# Objectif A:
Dans le passage sur les captifs sarrazins, que répond Mahomet à celui qui lui demande comment mériter le ciel ?
# Objectif B:
Poursuivez le passage sur les captifs sarrazins après sa dernière phrase.

──────── Passage présenté ────────

Le sort des musulmans qui tombaient entre les mains des Français se
rapprochait beaucoup de celui qu'avaient à subir les captifs chrétiens.
On a vu que l'esclavage était admis, en France, à l'égard des captifs
germains, slaves et autres payens du nord de l'Europe; il devait l'être
aussi pour les captifs sarrazins. La principale différence entre les
captifs français au pouvoir des Sarrazins, et les captifs sarrazins au
pouvoir des Français, c'est qu'en France, il y a toujours eu une ligne
de démarcation entre les hommes nés esclaves ou traités comme tels, et
les personnes de condition libre. La loi mettait même alors une grande
différence entre les simples bourgeois et les gentilshommes.

Parmi les captifs sarrazins, plusieurs étaient rachetés, soit par
leurs parens, soit par leurs amis, soit par leur souverain, soit enfin
à l'aide de legs que faisaient pour cet objet de pieux mahométans. En
effet, tandis qu'il s'était formé, en France, des établissemens pour
la rédemption des captifs, des établissemens analogues avaient pris
naissance chez les musulmans d'Espagne. Quelqu'un demandant à Mahomet
ce qu'il devait faire pour mériter le ciel, le prophète répondit:
«Délivrez vos frères des chaînes de l'esclavage.» Un auteur arabe nous
apprend que, du tems de Charlemagne, sous l'émir de Cordoue, Hescham,
les armes musulmanes furent une année si heureuses, qu'on ne trouva pas
à employer l'argent légué pour cet effet[351].

──────── Lignes extraites ────────

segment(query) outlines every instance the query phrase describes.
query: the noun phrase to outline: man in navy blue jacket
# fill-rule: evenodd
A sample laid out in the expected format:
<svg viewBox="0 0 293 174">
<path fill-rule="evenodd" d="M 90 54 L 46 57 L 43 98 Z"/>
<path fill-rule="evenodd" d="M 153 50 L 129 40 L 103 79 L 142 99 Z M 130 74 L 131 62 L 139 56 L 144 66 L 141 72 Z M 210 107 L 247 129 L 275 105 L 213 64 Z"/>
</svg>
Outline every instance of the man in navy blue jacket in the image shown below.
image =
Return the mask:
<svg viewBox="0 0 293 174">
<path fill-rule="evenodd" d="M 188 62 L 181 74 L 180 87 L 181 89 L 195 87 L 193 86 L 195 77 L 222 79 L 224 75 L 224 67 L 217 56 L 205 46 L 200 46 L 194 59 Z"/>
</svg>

────────

# Résultat A:
Il répond : « Délivrez vos frères des chaînes de l'esclavage. »

# Résultat B:
  [351] Comparez Roderic Ximenès, p. 18, et Novayry, man. arab. de la
  Bibliothèque royale, no 645, fol. 95 et 96.

Les captifs musulmans destinés à être vendus étaient amenés à Arles,
à Marseille, à Narbonne, où se rendaient des agens de leur nation.
Quelquefois, les guerriers sarrazins profitaient des descentes
qu'ils faisaient sur nos côtes, pour réclamer les captifs qui s'y
trouvaient[352]. D'autres fois, les princes chrétiens qui voulaient se
rendre les chefs favorables les leur envoyaient en présent.

  [352] Voy. ci-devant, p. 152.

A l'égard des musulmans qui n'avaient pas de rançon à offrir, ils
étaient, à l'exemple des juifs et des payens, réduits à l'état
d'esclavage. Les esclaves attachés au service d'un maître, et les serfs
rangés parmi les dépendances des fermes et des terres, formaient dans
l'Europe chrétienne une grande partie de la population des villes et
des campagnes; ils ne pouvaient ni posséder ni tester, et constituaient
une partie de la richesse. On pouvait les vendre, les battre, ou
même les mettre à la torture. La plupart des serfs étaient chargés de
chaînes, afin qu'ils ne pussent s'échapper. Heureusement, l'intérêt,
à défaut de la charité, vint au secours de l'humanité souffrante.
Comme les serfs et les esclaves, lorsqu'ils étaient maltraités,
prenaient la fuite, et que les seigneurs, dans leurs guerres entre
eux, s'efforçaient de se les enlever réciproquement, les maîtres furent
obligés d'user de quelques ménagemens.

Les serfs et les esclaves sarrazins, non plus que les serfs et les
esclaves juifs et payens, ne pouvaient s'allier avec des femmes
chrétiennes, même réduites à l'état de servage; celles qui avaient la
faiblesse de céder étaient privées de la sépulture ecclésiastique.
Pendant long-tems, il ne fut pas même permis aux serfs de la même
religion de se marier entre eux; seulement les deux sexes, avec la
permission du maître, pouvaient cohabiter ensemble, et les enfans qui
naissaient de cette union étaient, ainsi que les parens, la propriété
du maître.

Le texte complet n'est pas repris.